The data:
Segment Open
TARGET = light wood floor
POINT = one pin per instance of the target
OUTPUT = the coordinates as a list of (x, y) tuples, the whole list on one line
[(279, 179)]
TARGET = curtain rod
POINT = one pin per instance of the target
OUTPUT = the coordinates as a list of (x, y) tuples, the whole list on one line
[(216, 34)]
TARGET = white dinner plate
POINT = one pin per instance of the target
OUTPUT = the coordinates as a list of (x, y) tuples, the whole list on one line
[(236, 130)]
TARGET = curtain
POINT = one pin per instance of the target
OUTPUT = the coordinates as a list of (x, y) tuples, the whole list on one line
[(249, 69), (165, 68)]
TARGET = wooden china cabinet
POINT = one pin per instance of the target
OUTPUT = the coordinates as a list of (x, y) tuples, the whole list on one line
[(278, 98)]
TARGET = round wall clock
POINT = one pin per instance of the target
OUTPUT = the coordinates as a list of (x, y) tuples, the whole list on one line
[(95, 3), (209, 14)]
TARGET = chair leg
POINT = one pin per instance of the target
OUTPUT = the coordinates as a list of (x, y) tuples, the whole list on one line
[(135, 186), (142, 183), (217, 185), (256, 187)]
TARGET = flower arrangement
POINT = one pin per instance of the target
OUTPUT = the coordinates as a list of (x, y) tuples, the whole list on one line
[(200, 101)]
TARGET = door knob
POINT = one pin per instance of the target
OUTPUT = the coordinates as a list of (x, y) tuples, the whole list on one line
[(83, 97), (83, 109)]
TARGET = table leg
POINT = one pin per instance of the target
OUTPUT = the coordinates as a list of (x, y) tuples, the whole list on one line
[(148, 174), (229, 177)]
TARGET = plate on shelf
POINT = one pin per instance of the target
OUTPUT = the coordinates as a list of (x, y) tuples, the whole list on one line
Segment Closed
To do: The records above should be set down again word for word.

Output of the task:
TARGET = light wood floor
POINT = one pin per instance of the target
OUTPUT = the coordinates as a list of (x, y) tuples, the whole list on one line
[(279, 179)]
TARGET = curtain rod
POINT = one pin per instance of the target
OUTPUT = the coordinates as a list of (x, y) tuples, the whole list on one line
[(216, 34)]
TARGET = white dinner plate
POINT = one pin per instance of the target
OUTPUT = the coordinates as a list of (x, y) tuples, the whole list on one line
[(236, 130)]
TARGET = curtain
POINT = one pin per instance of the target
OUTPUT = the coordinates as a list of (x, y) tuples, the whole list on one line
[(249, 69), (165, 68)]
TARGET = wooden china cabinet
POINT = one pin per instance of the target
OUTPUT = the coordinates as a list of (x, y) tuples, the whole list on one line
[(278, 98)]
TARGET = round wall clock
POINT = one pin per instance of the target
OUTPUT = the coordinates as a list of (x, y) tuples, the whole list on one line
[(95, 3), (209, 14)]
TARGET = chair leg
POINT = one pin per instance of the target
OUTPUT = the coordinates as a list of (x, y) tuples, the whole list on one line
[(135, 186), (142, 183), (217, 185), (256, 187)]
TARGET = flower arrangement
POINT = one pin per instance of the target
OUTPUT = the coordinates as a list of (x, y) tuples, the whole list on one line
[(200, 101)]
TARGET = door knob
POINT = one pin per instance of the target
OUTPUT = the coordinates as a list of (x, y) tuples, the whole list on one line
[(83, 97), (83, 109)]
TARGET = table leg
POINT = one pin per instance of the target
OUTPUT = the coordinates as a list of (x, y) tuples, the whole list on one line
[(148, 174), (229, 177)]
TARGET = plate on shelf
POINT = one pin per instance of the target
OUTPUT = the coordinates as a list of (x, y) tuples, the whole list on one line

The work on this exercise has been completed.